Exercise details:
Among the records, which lines hold the word "white"? Pick them out.

** Record set follows **

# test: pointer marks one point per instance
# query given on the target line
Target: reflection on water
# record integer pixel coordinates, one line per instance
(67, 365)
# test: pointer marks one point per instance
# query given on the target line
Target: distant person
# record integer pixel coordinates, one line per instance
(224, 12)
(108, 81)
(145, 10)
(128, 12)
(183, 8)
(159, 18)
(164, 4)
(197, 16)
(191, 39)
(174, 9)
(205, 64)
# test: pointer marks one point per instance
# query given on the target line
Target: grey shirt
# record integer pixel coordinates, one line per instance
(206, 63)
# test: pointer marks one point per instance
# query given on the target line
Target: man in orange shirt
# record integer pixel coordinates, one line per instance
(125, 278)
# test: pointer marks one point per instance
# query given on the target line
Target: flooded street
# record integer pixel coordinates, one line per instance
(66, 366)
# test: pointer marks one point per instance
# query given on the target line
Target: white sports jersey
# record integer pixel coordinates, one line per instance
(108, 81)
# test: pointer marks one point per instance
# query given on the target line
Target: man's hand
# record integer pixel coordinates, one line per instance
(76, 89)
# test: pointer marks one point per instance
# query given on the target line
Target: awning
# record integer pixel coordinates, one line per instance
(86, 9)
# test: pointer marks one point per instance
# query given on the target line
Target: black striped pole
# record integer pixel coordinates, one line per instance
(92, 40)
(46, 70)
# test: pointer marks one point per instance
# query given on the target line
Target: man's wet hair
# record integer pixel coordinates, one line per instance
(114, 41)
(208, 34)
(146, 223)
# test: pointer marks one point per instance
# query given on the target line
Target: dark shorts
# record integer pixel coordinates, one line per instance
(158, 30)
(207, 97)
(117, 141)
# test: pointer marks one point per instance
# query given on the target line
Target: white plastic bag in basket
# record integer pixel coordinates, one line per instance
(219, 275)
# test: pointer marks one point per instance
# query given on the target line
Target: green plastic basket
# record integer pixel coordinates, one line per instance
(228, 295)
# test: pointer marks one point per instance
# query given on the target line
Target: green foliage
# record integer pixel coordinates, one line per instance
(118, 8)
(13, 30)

** End of Record set **

Response:
Target: white sports jersey
Target: white plastic bag in basket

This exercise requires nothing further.